(Point-per-instance localization data)
■ ■ ■ ■

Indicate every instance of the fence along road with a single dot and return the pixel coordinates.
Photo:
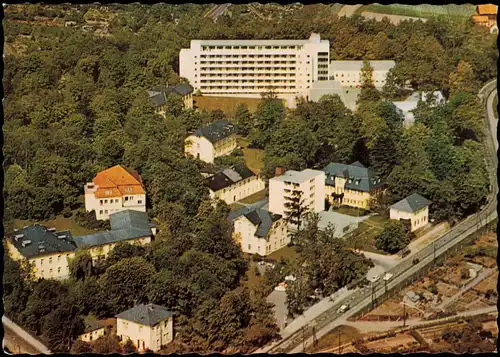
(361, 298)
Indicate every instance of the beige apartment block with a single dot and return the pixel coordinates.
(259, 231)
(348, 73)
(114, 190)
(351, 185)
(309, 184)
(248, 68)
(414, 208)
(48, 251)
(147, 326)
(211, 141)
(234, 184)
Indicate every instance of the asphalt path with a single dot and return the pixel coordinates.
(361, 298)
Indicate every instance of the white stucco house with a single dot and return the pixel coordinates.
(234, 184)
(211, 141)
(257, 230)
(414, 208)
(147, 326)
(114, 190)
(308, 184)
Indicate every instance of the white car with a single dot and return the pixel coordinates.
(343, 309)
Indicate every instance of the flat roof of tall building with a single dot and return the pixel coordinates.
(298, 176)
(383, 65)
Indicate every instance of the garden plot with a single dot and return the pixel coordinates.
(400, 342)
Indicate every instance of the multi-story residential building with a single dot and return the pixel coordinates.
(158, 96)
(48, 251)
(234, 184)
(126, 226)
(147, 326)
(307, 185)
(93, 329)
(114, 190)
(486, 15)
(248, 68)
(257, 230)
(414, 209)
(348, 73)
(211, 141)
(351, 185)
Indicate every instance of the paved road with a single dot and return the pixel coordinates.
(348, 10)
(492, 119)
(360, 299)
(19, 337)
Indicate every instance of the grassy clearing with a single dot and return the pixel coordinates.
(259, 196)
(285, 252)
(254, 158)
(423, 10)
(364, 236)
(60, 223)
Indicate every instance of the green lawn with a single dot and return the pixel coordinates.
(364, 236)
(254, 158)
(423, 10)
(60, 223)
(351, 211)
(259, 196)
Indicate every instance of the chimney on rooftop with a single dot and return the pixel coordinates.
(279, 171)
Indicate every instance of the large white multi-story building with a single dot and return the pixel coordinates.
(308, 185)
(248, 68)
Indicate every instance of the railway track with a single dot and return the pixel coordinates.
(361, 298)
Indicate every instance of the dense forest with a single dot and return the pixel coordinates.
(76, 103)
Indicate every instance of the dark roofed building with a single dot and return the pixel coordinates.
(228, 177)
(412, 203)
(158, 95)
(351, 185)
(211, 141)
(45, 248)
(261, 231)
(147, 326)
(37, 240)
(234, 184)
(93, 329)
(414, 208)
(126, 225)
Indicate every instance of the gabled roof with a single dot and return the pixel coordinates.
(216, 131)
(92, 324)
(362, 178)
(228, 177)
(39, 241)
(258, 216)
(297, 176)
(411, 203)
(148, 315)
(117, 181)
(125, 225)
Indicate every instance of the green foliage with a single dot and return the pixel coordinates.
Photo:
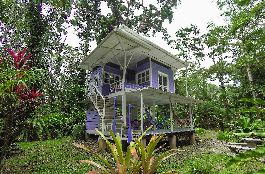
(136, 159)
(54, 125)
(225, 135)
(199, 131)
(51, 156)
(249, 156)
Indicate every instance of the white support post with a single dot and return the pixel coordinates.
(190, 111)
(142, 113)
(124, 108)
(150, 72)
(171, 117)
(124, 72)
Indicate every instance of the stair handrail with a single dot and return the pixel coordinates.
(102, 114)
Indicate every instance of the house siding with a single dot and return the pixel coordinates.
(97, 73)
(159, 68)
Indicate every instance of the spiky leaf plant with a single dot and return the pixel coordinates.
(136, 159)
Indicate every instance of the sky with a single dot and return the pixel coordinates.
(197, 12)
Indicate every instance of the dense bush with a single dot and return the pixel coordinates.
(53, 125)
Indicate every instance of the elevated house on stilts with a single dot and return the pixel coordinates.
(129, 77)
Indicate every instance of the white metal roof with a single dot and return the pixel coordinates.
(112, 47)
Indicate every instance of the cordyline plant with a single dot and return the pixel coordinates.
(136, 160)
(18, 96)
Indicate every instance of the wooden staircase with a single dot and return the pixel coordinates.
(105, 108)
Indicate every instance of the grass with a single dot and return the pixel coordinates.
(52, 156)
(60, 156)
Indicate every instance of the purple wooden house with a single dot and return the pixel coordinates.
(129, 77)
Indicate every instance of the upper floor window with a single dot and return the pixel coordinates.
(143, 77)
(163, 81)
(110, 78)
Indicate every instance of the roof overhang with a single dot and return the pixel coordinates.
(123, 39)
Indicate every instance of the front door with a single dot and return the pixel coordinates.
(163, 81)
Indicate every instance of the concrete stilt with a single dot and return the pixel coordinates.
(192, 138)
(172, 141)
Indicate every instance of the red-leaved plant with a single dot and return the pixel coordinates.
(18, 96)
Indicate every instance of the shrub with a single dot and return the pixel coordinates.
(52, 125)
(137, 158)
(18, 96)
(225, 135)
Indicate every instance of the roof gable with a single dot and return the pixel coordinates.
(122, 39)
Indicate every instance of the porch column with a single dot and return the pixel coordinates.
(171, 117)
(151, 73)
(190, 111)
(124, 71)
(142, 113)
(124, 108)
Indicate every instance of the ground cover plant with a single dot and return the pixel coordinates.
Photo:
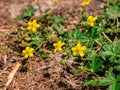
(95, 41)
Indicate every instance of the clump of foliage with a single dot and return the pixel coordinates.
(95, 40)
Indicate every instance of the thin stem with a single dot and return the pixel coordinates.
(106, 37)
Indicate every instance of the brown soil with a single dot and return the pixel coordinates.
(38, 73)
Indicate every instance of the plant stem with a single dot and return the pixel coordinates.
(106, 37)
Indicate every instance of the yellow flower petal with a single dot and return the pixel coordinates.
(83, 48)
(85, 2)
(74, 53)
(58, 46)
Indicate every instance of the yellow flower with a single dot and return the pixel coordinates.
(58, 46)
(78, 50)
(53, 1)
(28, 52)
(85, 2)
(33, 25)
(91, 20)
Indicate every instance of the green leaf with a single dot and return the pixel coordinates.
(118, 78)
(95, 64)
(58, 29)
(117, 67)
(110, 80)
(56, 20)
(90, 82)
(76, 73)
(29, 12)
(94, 33)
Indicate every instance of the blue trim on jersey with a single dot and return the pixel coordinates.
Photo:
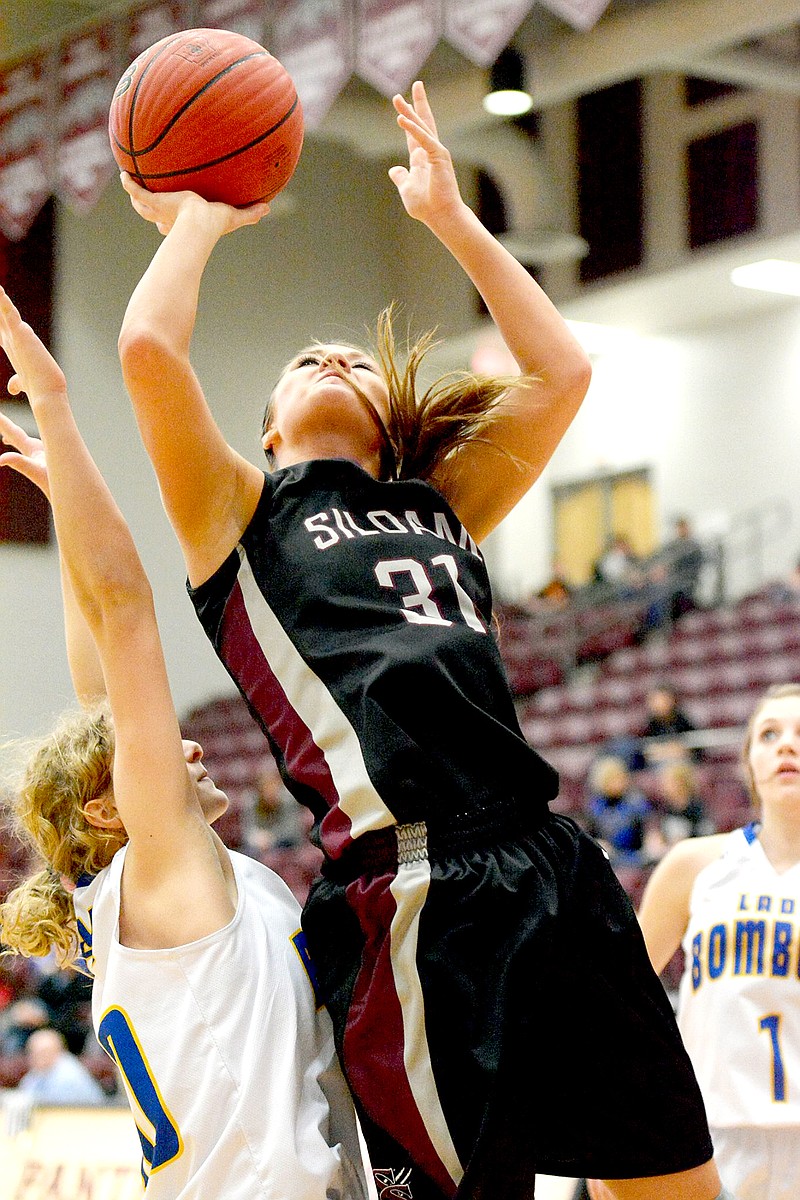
(751, 832)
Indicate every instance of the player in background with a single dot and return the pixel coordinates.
(202, 991)
(733, 901)
(476, 952)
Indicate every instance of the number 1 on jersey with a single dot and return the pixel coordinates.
(771, 1023)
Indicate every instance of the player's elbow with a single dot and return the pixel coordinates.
(145, 355)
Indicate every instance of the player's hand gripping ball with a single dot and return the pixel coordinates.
(208, 111)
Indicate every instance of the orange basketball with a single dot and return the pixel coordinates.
(210, 112)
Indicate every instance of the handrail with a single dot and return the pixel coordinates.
(743, 564)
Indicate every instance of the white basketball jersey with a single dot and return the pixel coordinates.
(227, 1061)
(739, 1005)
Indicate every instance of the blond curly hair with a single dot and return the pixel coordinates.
(46, 801)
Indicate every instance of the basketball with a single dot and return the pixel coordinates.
(211, 112)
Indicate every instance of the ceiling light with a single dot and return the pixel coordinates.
(507, 95)
(601, 339)
(770, 275)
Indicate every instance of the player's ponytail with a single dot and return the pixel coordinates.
(427, 430)
(62, 773)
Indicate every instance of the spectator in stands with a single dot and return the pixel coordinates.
(274, 819)
(461, 931)
(202, 988)
(54, 1074)
(733, 900)
(665, 727)
(787, 588)
(679, 808)
(617, 811)
(67, 996)
(19, 1020)
(557, 593)
(674, 575)
(619, 569)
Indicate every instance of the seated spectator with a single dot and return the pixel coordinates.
(787, 588)
(557, 593)
(618, 568)
(67, 996)
(19, 1020)
(275, 819)
(680, 811)
(617, 811)
(675, 575)
(55, 1075)
(665, 725)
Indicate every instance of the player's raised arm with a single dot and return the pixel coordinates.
(155, 797)
(489, 479)
(208, 489)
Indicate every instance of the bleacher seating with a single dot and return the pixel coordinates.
(719, 661)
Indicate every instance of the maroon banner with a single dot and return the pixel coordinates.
(244, 17)
(154, 22)
(579, 13)
(25, 180)
(480, 29)
(314, 41)
(88, 75)
(395, 39)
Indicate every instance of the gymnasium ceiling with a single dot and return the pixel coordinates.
(755, 43)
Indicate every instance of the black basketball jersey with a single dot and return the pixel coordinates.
(355, 617)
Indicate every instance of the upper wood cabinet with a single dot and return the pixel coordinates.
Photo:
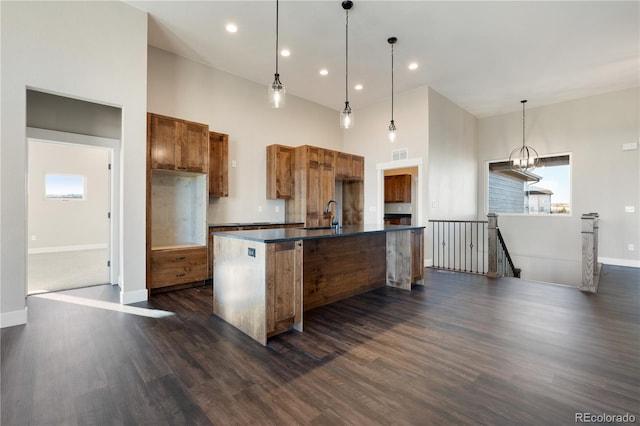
(280, 163)
(218, 165)
(176, 144)
(349, 166)
(397, 189)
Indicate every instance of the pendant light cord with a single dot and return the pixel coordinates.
(523, 102)
(346, 72)
(277, 31)
(392, 82)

■ ■ ■ ■

**Task description:**
Print, please, exactly the lines from the one holding "Indicate every instance of the black" through the final line of the data, both included, while leaving out each picture.

**Completed exercise:**
Indicate every instance of the black basketball jersey with a single dot and return the pixel coordinates.
(355, 617)
Indicate every instance of the upper wood cabinet with a single dot and return the pixel coordinates.
Photo:
(280, 163)
(218, 165)
(176, 144)
(349, 166)
(397, 189)
Indicate every instance of the pendant light cord with a single dot and return the pixel coordinates.
(523, 102)
(346, 72)
(277, 31)
(392, 82)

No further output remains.